(Dataset entries)
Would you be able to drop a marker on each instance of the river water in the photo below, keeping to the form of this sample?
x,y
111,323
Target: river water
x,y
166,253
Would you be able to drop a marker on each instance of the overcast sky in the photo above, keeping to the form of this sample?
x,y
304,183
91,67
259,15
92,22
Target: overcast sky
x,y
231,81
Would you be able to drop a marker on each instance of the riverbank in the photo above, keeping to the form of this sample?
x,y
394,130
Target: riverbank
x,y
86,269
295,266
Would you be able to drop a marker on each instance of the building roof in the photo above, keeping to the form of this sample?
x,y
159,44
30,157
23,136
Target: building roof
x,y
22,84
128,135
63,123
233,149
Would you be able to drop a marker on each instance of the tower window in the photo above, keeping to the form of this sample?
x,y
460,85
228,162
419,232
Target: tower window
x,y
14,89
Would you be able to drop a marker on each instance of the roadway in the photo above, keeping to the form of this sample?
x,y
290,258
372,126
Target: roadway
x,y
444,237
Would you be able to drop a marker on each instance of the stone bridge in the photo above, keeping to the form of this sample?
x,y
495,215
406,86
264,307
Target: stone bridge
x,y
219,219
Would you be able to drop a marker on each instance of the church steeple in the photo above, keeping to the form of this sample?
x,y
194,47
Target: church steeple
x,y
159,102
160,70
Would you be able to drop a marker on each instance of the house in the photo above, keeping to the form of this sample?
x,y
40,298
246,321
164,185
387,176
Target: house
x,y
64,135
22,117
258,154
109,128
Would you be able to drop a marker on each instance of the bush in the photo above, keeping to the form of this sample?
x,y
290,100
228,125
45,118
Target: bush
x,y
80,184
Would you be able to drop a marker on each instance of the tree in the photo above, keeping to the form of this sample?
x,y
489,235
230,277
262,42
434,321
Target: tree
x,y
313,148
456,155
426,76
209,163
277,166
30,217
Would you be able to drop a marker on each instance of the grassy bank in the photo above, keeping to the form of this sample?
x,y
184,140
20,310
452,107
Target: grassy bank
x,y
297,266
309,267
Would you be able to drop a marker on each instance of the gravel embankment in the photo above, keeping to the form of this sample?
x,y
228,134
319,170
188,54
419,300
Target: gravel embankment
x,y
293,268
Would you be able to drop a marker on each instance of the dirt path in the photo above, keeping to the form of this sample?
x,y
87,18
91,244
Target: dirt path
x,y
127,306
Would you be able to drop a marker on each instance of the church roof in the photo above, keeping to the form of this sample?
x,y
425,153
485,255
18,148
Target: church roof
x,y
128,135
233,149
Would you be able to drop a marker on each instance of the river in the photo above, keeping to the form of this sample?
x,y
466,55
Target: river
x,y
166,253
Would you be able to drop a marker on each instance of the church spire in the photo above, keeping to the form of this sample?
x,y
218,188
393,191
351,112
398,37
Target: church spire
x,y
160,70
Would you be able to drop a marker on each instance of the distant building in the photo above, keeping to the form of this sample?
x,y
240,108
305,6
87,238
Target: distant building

§ Work required: Once the lines above that include "distant" are counted, report the number and nothing else.

§ Expected answer: 2